RAW DATA:
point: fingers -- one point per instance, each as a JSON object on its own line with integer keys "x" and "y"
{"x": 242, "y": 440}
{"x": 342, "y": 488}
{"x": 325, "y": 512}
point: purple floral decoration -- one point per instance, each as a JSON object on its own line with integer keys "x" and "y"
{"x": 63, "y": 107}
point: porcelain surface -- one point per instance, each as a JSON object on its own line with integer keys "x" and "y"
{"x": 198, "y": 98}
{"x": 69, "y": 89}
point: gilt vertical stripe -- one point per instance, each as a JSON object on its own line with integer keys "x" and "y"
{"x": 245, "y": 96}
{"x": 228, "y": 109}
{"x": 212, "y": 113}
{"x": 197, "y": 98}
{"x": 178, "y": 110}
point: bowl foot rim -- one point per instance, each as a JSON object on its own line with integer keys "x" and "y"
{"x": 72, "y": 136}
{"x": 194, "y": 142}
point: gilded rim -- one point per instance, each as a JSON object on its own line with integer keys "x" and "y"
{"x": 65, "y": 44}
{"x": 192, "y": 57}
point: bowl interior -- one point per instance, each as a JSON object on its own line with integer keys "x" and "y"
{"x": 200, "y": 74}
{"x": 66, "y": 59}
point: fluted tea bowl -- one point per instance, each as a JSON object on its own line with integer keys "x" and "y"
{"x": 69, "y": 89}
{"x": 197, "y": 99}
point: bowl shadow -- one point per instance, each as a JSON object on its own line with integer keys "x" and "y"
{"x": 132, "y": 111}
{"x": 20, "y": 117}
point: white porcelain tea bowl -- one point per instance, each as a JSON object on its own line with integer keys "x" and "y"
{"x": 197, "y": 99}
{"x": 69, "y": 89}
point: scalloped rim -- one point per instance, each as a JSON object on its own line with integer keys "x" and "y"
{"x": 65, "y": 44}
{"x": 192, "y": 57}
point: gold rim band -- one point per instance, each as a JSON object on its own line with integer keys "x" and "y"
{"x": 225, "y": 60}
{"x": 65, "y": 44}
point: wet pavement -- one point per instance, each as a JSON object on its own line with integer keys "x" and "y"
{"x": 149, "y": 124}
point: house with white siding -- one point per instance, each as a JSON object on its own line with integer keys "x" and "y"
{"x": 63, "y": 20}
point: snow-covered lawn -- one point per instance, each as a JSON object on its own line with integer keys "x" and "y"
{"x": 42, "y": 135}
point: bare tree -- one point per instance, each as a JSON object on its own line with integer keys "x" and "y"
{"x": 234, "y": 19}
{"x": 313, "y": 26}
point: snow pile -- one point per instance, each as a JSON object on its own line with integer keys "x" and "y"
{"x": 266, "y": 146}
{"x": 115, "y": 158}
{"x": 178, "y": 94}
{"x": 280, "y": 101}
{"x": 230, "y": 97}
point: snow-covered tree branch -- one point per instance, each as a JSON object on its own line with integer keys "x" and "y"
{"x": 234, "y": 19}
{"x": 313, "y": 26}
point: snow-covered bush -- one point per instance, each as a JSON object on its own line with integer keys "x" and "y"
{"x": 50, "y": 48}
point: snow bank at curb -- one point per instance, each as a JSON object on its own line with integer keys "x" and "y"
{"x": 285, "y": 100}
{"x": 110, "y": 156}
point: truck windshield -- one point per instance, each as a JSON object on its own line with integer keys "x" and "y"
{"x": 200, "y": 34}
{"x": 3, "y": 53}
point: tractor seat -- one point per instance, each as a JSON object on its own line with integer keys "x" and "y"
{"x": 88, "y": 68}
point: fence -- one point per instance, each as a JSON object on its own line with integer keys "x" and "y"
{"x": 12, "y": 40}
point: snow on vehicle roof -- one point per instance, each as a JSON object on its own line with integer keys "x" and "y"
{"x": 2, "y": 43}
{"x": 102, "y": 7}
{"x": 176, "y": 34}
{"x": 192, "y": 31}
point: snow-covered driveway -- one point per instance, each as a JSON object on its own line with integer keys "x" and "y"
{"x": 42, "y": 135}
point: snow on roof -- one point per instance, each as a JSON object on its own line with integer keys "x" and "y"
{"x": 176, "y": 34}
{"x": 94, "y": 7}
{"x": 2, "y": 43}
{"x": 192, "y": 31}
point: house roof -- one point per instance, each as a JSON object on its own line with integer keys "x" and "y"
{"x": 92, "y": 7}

TASK TO COMPLETE:
Exactly as given, please retype all the entries.

SOLUTION TO THE PROBLEM:
point: fingers -- one point per instance, each as a JSON object on its own line with integer keys "x" and "y"
{"x": 242, "y": 440}
{"x": 342, "y": 488}
{"x": 325, "y": 512}
point: purple floral decoration -- one point per instance, each as a JSON object on its own line with integer keys "x" and "y"
{"x": 63, "y": 107}
point: porcelain surface -- one point per instance, each as a JSON object on its own line with integer keys "x" and "y"
{"x": 198, "y": 98}
{"x": 69, "y": 89}
point: gilt vertical stripe -- one point per instance, each as a JSON object on its own line with integer keys "x" and "y"
{"x": 245, "y": 96}
{"x": 228, "y": 109}
{"x": 212, "y": 113}
{"x": 197, "y": 98}
{"x": 178, "y": 110}
point: bowl foot rim -- one point per instance, each as a JSON object on its own line with integer keys "x" and "y"
{"x": 72, "y": 136}
{"x": 194, "y": 142}
point: gilded rim -- one point per instance, each as a JSON object on its own line with integer keys "x" and "y"
{"x": 65, "y": 44}
{"x": 192, "y": 57}
point: bowl interior -- one point per instance, each as a JSON object on its own line with integer keys "x" and "y"
{"x": 200, "y": 74}
{"x": 66, "y": 59}
point: fluted tea bowl -- one point per instance, each as a JSON object on its own line with integer keys "x" and "y"
{"x": 69, "y": 89}
{"x": 197, "y": 99}
point: bowl shadow -- one point per instance, each as a JSON object on its own line with integer keys "x" and "y"
{"x": 132, "y": 111}
{"x": 20, "y": 117}
point: white porcelain tea bowl -- one point per instance, each as a JSON object on its own line with integer keys "x" and "y"
{"x": 197, "y": 99}
{"x": 69, "y": 89}
point: scalloped rim -- one point per instance, each as a JSON object on its own line with integer keys "x" and "y"
{"x": 65, "y": 44}
{"x": 192, "y": 57}
point: gold rim band -- one point per instance, each as a JSON object on its own line with integer keys "x" and "y"
{"x": 225, "y": 60}
{"x": 65, "y": 44}
point: wet pavement -- one point per instance, each as a JSON object on its own line with integer keys "x" and "y"
{"x": 149, "y": 124}
point: house with white siding -- one point per instance, each as a JSON object on its own line with integer keys "x" and "y"
{"x": 63, "y": 20}
point: snow-covered lawn -- one point per instance, each as a JSON object on its own line with integer keys "x" and "y"
{"x": 42, "y": 135}
point: bare tree -- one point per instance, each as a JSON object on its own line with integer keys "x" and "y"
{"x": 234, "y": 19}
{"x": 313, "y": 26}
point: snow pile -- one point per instance, each as a JSON object on its own line with integer keys "x" and "y"
{"x": 266, "y": 146}
{"x": 115, "y": 158}
{"x": 178, "y": 94}
{"x": 280, "y": 101}
{"x": 230, "y": 97}
point: snow-covered tree branch -- one point per instance, each as a JSON object on its own line with integer keys "x" and "y"
{"x": 234, "y": 19}
{"x": 313, "y": 26}
point: snow-covered bush -- one point per instance, each as a JSON object on its own line with integer keys "x" and "y"
{"x": 50, "y": 48}
point: snow bank at curb -- one point per instance, each as a JSON object on its own line with integer keys "x" and "y"
{"x": 285, "y": 100}
{"x": 110, "y": 156}
point: truck windshield -- one point per instance, each as a JSON object on its own line with integer keys "x" and "y"
{"x": 200, "y": 34}
{"x": 3, "y": 53}
point: tractor seat -- one point per instance, each as a JSON object on its own line with integer keys "x" and "y"
{"x": 88, "y": 68}
point: fence -- one point per instance, each as a JSON object on its own line with integer keys "x" and "y"
{"x": 12, "y": 40}
point: snow on vehicle roof -- one point per instance, each as a JSON object on its own line with integer keys "x" and "y"
{"x": 2, "y": 43}
{"x": 102, "y": 7}
{"x": 176, "y": 34}
{"x": 192, "y": 31}
point: snow-covered driveway -- one point per instance, each as a JSON object on its own line with integer keys "x" and "y"
{"x": 42, "y": 135}
point: snow on roof -- one point per instance, each as a JSON object on its own line with integer keys "x" and "y"
{"x": 176, "y": 34}
{"x": 94, "y": 7}
{"x": 2, "y": 43}
{"x": 192, "y": 31}
point: house roof -- one point per instance, each as a JSON object on its own line with integer keys "x" and "y"
{"x": 92, "y": 7}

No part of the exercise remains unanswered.